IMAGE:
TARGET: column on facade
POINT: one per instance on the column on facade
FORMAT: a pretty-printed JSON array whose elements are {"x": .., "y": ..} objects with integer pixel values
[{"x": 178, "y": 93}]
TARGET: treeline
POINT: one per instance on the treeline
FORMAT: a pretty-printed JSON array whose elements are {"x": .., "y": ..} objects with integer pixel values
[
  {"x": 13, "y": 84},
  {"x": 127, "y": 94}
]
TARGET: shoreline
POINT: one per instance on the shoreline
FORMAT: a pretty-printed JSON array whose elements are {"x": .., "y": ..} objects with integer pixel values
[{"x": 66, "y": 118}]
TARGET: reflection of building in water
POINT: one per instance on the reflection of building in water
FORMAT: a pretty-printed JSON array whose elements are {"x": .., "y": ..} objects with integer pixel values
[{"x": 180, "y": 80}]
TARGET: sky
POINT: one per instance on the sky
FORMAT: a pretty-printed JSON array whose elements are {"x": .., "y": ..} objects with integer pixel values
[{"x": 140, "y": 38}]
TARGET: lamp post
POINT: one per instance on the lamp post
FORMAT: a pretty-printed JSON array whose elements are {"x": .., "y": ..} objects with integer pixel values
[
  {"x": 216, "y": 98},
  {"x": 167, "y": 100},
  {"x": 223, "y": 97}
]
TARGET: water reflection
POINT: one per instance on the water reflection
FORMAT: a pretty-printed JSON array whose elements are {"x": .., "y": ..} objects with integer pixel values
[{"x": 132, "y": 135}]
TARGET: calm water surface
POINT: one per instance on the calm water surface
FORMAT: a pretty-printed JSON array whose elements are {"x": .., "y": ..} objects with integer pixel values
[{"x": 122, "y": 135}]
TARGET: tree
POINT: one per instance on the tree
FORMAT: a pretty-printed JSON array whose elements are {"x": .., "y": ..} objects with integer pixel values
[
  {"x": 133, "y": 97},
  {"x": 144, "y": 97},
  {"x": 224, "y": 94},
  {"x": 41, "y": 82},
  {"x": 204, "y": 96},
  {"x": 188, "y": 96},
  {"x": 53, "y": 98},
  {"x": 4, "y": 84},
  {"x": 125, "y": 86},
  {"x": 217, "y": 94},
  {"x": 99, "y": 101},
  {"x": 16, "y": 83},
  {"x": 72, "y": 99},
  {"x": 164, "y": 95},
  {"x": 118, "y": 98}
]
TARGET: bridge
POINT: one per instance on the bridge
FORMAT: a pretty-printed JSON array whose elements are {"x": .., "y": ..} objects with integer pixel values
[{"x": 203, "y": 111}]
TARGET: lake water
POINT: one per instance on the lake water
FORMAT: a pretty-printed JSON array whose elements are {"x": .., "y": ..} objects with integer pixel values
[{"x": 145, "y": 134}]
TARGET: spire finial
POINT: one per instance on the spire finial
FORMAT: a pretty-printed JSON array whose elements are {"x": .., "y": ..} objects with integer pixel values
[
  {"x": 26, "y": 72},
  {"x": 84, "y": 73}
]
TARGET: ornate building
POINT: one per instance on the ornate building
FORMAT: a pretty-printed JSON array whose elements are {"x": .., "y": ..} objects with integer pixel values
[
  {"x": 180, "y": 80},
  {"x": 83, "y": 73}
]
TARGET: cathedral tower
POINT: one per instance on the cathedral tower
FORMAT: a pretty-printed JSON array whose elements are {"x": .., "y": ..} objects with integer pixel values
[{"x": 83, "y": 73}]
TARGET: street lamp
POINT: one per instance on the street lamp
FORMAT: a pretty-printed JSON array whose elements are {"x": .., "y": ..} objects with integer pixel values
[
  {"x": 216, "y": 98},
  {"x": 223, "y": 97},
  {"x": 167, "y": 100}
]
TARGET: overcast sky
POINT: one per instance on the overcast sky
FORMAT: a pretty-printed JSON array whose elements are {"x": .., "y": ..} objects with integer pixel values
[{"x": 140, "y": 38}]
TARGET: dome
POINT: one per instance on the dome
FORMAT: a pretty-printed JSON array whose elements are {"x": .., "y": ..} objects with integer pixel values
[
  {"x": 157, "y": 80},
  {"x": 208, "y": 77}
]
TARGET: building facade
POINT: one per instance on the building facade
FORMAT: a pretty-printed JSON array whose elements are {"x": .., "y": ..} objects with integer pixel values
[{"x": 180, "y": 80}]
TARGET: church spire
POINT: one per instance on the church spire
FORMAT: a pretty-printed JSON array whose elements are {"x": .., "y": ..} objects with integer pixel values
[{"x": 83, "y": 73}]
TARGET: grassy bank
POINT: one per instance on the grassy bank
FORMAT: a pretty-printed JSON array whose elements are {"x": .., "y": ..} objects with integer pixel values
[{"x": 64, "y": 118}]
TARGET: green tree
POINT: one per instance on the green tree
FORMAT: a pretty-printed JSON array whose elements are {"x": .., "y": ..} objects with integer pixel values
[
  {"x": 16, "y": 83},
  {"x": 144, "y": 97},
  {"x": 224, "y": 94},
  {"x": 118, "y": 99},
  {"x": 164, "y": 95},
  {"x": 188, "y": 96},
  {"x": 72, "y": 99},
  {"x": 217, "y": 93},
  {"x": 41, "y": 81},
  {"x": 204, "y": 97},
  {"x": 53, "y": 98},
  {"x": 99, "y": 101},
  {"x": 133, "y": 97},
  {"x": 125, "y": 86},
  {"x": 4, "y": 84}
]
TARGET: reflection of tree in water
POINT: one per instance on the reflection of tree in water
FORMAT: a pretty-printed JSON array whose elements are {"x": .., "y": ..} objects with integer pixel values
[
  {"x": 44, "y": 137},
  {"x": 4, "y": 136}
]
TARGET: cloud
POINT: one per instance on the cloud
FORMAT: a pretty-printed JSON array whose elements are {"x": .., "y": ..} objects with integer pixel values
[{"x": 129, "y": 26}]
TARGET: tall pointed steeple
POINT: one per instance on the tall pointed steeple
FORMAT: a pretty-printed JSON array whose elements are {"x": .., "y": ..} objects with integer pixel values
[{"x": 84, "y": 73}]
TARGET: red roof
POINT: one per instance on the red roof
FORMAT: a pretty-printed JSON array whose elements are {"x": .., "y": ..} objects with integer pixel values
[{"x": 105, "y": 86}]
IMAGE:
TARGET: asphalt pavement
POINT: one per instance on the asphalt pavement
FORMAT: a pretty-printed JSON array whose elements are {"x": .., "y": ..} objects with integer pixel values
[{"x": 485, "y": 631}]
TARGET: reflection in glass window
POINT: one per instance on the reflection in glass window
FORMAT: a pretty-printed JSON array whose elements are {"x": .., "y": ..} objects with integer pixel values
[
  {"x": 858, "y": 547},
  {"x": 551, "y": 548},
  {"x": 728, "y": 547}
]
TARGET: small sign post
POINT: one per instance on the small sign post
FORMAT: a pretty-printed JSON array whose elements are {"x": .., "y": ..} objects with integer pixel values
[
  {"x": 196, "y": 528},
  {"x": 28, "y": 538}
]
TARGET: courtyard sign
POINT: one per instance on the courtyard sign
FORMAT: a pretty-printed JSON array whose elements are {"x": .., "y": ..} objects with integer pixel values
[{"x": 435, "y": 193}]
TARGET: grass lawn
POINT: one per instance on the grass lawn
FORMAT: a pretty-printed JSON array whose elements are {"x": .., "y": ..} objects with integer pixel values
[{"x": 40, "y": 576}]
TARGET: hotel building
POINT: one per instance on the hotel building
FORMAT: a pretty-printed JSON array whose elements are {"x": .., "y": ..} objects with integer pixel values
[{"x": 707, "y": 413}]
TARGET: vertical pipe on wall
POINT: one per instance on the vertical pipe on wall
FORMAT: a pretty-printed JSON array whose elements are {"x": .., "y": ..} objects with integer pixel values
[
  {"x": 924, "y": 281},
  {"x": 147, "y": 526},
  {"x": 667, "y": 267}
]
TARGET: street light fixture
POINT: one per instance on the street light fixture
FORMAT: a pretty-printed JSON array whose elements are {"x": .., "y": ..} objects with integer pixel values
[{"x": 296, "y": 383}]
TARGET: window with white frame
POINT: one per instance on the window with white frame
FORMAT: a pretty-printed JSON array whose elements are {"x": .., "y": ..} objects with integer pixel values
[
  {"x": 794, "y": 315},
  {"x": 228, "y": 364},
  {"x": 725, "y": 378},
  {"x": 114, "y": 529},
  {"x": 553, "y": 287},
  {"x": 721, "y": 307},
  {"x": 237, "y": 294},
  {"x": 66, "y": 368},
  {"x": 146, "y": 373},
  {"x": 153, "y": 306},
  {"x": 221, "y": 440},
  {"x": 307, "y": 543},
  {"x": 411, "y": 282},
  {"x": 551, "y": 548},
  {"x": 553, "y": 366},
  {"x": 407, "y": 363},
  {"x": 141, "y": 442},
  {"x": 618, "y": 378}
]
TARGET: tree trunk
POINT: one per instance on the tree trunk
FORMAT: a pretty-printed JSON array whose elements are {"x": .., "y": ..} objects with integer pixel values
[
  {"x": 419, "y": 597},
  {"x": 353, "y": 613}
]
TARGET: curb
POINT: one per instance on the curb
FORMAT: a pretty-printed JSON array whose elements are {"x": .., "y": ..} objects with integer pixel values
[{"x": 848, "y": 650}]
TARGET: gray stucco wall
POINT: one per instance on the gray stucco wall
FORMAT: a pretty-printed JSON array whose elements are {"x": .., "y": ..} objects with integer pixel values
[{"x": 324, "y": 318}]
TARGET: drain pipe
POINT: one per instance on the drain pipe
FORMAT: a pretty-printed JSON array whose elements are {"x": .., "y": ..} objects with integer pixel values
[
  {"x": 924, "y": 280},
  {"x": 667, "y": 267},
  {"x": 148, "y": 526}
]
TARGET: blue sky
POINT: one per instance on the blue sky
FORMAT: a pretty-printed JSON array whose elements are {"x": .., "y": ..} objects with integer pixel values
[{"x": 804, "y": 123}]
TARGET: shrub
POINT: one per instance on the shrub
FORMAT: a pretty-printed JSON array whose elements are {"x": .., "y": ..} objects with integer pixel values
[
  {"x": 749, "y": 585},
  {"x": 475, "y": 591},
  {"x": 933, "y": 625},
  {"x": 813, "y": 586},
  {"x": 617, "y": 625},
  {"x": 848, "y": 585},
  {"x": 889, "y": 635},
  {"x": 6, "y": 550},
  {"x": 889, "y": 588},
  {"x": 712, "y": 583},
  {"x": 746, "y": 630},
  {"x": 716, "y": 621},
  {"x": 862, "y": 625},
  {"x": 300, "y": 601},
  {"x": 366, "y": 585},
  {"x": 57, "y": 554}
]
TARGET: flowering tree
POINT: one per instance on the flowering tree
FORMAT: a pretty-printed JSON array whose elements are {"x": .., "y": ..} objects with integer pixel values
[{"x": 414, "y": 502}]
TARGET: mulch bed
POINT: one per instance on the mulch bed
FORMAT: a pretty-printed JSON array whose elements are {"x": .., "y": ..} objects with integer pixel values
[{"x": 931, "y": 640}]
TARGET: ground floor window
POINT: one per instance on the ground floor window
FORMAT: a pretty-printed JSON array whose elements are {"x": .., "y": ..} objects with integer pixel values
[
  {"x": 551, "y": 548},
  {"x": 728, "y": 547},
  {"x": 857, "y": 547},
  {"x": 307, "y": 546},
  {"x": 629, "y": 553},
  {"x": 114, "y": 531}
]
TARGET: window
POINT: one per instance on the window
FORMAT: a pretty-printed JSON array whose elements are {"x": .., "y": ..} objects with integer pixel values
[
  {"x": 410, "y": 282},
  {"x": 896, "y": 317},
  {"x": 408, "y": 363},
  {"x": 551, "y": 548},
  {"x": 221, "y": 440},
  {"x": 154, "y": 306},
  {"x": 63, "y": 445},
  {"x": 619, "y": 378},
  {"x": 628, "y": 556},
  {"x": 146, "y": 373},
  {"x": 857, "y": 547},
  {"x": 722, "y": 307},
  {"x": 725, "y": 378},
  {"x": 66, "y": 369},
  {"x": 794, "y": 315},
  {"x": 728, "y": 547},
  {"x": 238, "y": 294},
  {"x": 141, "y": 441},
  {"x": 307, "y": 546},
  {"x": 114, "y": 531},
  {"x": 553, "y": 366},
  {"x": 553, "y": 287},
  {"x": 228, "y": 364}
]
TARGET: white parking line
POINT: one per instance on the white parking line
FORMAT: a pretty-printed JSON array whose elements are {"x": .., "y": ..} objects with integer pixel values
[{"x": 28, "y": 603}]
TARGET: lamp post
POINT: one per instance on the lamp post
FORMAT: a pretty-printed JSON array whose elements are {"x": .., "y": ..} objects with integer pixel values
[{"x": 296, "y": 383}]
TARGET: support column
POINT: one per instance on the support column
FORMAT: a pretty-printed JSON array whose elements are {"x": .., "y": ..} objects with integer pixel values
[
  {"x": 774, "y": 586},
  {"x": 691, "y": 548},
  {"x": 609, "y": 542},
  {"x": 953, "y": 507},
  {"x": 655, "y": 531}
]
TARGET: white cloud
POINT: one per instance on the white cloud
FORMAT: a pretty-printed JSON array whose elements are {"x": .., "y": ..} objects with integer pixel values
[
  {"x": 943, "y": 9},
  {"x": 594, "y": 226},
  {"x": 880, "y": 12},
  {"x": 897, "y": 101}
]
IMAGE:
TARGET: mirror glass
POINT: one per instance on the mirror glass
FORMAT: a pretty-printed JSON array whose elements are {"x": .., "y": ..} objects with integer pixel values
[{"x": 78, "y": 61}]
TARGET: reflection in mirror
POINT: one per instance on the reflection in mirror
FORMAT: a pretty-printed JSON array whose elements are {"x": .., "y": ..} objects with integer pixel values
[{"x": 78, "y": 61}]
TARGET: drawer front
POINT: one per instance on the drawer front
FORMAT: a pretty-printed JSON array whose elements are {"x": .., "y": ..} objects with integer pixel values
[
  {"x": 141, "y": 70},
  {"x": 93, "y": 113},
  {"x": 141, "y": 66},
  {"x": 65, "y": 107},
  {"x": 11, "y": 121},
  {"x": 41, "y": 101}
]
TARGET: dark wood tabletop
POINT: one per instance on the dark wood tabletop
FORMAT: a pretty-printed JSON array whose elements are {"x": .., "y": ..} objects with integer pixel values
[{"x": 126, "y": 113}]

━━━━━━━━━━━━━━━━

◆ The task
Starting at the line containing "TARGET: drawer front" and continuing through the last line, write out every line again with "dark wood" substituted by "light oak" and nothing else changed.

◆ Result for this task
TARGET: drawer front
POINT: one per instance on the drawer front
FORMAT: a pretty-printed JSON array whose elements are {"x": .., "y": ..} objects with integer pixel values
[
  {"x": 141, "y": 70},
  {"x": 93, "y": 113},
  {"x": 141, "y": 66},
  {"x": 65, "y": 107},
  {"x": 11, "y": 121},
  {"x": 41, "y": 101}
]
TARGET: light oak tabletop
POINT: one per instance on the light oak tabletop
FORMAT: a pretty-printed JSON array whose elements are {"x": .., "y": ..} objects with integer pixel values
[{"x": 126, "y": 113}]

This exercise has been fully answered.